| LISTED ENTRIES |
------------------------------------------------------------

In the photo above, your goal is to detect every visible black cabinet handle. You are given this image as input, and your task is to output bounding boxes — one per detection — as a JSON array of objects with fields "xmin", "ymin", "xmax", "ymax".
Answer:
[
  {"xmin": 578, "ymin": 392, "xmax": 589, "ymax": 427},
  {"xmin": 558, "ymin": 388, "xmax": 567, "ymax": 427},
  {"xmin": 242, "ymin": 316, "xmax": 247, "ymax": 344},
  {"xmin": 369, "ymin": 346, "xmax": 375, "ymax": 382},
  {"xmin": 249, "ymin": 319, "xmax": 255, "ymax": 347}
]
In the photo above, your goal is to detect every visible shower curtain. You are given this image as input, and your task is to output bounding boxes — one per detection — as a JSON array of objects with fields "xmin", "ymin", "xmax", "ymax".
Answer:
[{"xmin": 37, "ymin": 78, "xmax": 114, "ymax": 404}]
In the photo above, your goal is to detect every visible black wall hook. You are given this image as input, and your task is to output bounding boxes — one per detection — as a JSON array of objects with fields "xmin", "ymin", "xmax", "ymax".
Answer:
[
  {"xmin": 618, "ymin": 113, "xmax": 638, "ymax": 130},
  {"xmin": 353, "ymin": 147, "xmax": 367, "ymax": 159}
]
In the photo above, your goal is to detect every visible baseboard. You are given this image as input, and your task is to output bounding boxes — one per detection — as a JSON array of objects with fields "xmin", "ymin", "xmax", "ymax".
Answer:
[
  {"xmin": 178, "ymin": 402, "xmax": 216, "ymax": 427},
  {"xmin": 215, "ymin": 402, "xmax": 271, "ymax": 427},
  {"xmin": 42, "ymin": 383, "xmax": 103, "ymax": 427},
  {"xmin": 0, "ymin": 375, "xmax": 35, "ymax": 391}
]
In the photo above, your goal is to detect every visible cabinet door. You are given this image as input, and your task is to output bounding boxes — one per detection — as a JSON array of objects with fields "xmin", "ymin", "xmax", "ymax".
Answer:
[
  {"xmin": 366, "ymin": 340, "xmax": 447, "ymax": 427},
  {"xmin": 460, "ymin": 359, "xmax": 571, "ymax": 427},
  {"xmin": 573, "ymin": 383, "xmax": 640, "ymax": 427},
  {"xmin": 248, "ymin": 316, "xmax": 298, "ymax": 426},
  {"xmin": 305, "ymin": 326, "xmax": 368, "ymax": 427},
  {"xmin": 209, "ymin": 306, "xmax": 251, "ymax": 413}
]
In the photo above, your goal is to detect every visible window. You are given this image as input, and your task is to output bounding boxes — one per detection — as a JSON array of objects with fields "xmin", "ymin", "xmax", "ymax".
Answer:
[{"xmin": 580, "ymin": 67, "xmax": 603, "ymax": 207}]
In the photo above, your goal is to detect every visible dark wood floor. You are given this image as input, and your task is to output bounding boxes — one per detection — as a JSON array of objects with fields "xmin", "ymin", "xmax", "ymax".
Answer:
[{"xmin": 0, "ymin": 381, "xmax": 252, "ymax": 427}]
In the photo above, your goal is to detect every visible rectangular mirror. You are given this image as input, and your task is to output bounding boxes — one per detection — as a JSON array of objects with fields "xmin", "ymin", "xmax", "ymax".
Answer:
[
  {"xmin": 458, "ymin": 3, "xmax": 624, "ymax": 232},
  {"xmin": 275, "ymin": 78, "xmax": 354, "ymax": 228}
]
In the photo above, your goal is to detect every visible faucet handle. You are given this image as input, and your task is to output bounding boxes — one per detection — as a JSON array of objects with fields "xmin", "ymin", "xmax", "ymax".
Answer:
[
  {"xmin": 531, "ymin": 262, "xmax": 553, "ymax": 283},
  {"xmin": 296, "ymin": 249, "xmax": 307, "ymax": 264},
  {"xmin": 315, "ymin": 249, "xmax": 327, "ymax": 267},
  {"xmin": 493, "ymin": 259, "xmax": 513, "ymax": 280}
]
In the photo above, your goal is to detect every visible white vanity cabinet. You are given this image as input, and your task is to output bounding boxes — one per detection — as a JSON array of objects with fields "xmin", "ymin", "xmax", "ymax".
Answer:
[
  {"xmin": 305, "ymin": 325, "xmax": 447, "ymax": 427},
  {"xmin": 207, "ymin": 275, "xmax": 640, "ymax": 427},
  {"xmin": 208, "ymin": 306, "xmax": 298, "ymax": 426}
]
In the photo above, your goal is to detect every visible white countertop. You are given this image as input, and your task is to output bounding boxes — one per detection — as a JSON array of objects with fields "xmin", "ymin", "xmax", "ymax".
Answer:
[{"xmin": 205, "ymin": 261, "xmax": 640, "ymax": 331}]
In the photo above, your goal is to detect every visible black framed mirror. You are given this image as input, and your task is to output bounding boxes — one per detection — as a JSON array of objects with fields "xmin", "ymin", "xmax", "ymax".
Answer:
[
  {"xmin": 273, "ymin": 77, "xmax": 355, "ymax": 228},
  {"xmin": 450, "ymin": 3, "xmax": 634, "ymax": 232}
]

------------------------------------------------------------

Copy out the lines again word for word, from the line with "visible white countertop." through the last line of the items.

In the photo above, your goal is to detect every visible white countertop. You are given this image as input, and your task is to output bounding boxes — one per detection — as a JSON array of objects with fields "xmin", "ymin", "xmax", "ymax".
Answer:
[{"xmin": 205, "ymin": 261, "xmax": 640, "ymax": 331}]
In the photo above, your goal is to detect every visible black framed mirror. You are given this image as input, and your task is to output bounding boxes — one per detection — as a JSON array of objects with fields "xmin", "ymin", "xmax", "ymax".
Answer:
[
  {"xmin": 273, "ymin": 77, "xmax": 355, "ymax": 228},
  {"xmin": 450, "ymin": 3, "xmax": 634, "ymax": 232}
]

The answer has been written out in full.